* **Data records**

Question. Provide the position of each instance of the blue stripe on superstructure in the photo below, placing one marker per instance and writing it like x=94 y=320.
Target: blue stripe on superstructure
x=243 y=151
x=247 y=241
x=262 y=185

* **Directions for this task**
Render the records above as a two-column CSV with the headers "instruction" and "answer", one row per record. Put each field in double quotes and replace its line breaks with spaces.

* **Final result**
instruction,answer
"Question. Provide the position of each instance of the blue stripe on superstructure in the photo below, placing one marker per instance and writing it like x=94 y=320. Target: blue stripe on superstructure","x=243 y=151 x=247 y=241 x=262 y=185"